═══ TEXT

Id. at 436. This holding was an inevitable consequence of the Court’s understanding that “[a]ll subjects over which the sovereign power of a state extends[ ] are objects of taxation; but those over which it does not extend[ ] are, upon the soundest principles, exempt from taxation.” Id. at 429.

McCulloch addressed vital issues concerning the balance of power between the federal government and sovereign states. See James v. Dravo Contracting Co., 302 U.S. 134, 162, 58 S.Ct. 208, 82 L.Ed. 155 (1937) (Roberts, J., dissenting on other grounds, and noting that the CRTI “springs from the necessity of maintaining our dual system of government.”). The Court noted that, although the federal and state governments both held valid powers stemming from the sovereignty conferred under their respective constitutions, the magnitude of the power conferred was hardly equivalent:

The people of all the states have created the general government, and have conferred upon it the general power of taxation. The people of all the states, and the states themselves, are represented in congress, and, by their representatives, exercise this power. When they tax the chartered institutions of the states, they tax their constituents; and these taxes must be uniform. But when a state taxes the operations of the government of the United States, it acts upon institutions created, not by their own constituents, but by people over whom' they claim no control. It acts upon the measures of a government created by others as well as themselves, for the benefit of others in common with themselves. The difference is that which always exists, and always must exist, between the action of the whole on a part, and the action, of a part on the whole-between the laws of a government declared to be supreme, and those of a government which, when in opposition to those laws, is not supreme.

McCulloch, 17 U.S. at 435-36.

══════

OBJECTIVE 1: Render every line of the records as a JSON list of strings, one string per line, leaving out blank lines.
The text above and the records that come next are separate material.

═══ THE INPUT

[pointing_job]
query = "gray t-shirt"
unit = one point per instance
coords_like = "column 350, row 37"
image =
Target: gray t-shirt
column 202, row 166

══════

OBJECTIVE 2: List each reporter citation that the text on McCulloch gives for James v. Dravo Contracting Co.

TASK OUTPUT 1:
[
  "[pointing_job]",
  "query = \"gray t-shirt\"",
  "unit = one point per instance",
  "coords_like = \"column 350, row 37\"",
  "image =",
  "Target: gray t-shirt",
  "column 202, row 166"
]

TASK OUTPUT 2:
302 U.S. 134, 162
58 S.Ct. 208
82 L.Ed. 155